Task description
Extract every line of the items, starting with the line containing "Place a point on every instance of the sand dune, shaped" and continuing through the final line of the items, and reproduce those lines without any change.

────────────────────

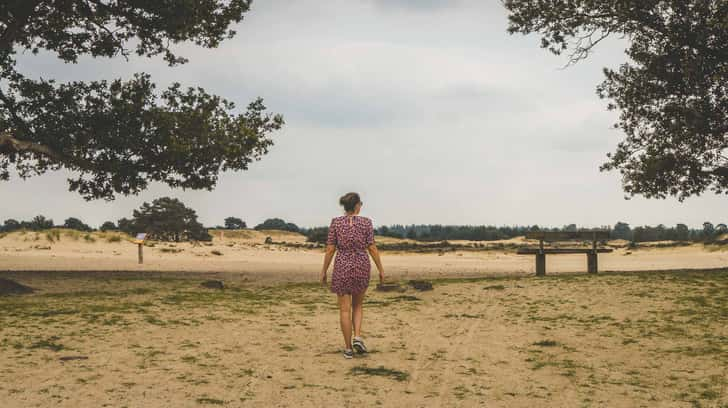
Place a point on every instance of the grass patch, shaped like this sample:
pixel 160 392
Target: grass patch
pixel 113 238
pixel 380 372
pixel 210 401
pixel 546 343
pixel 48 344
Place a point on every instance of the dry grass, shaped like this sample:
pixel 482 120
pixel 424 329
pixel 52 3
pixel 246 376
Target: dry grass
pixel 651 339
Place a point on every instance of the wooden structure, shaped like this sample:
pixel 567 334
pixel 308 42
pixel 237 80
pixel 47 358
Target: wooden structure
pixel 584 235
pixel 140 242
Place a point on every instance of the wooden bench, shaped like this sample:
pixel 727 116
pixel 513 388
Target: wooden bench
pixel 583 235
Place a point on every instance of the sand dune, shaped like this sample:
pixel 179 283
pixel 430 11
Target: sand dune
pixel 245 255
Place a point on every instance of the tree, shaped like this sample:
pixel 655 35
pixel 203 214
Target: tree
pixel 11 225
pixel 318 235
pixel 672 94
pixel 38 223
pixel 167 219
pixel 277 224
pixel 682 232
pixel 76 224
pixel 108 226
pixel 117 136
pixel 235 223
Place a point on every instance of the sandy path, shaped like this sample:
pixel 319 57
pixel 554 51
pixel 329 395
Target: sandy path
pixel 607 340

────────────────────

Result of the exercise
Place a point on every instance of the sand dune, shaped like this sample:
pixel 179 283
pixel 430 11
Target: sand dune
pixel 245 255
Place a point on every instance of the tree, shaped like this sample:
pixel 655 35
pixel 203 214
Target: tree
pixel 11 225
pixel 318 235
pixel 672 94
pixel 38 223
pixel 167 219
pixel 277 224
pixel 682 232
pixel 76 224
pixel 108 226
pixel 117 136
pixel 235 223
Place a point on every instance of the sandy path, shaped like this sample:
pixel 319 57
pixel 554 51
pixel 329 395
Target: sandy path
pixel 607 340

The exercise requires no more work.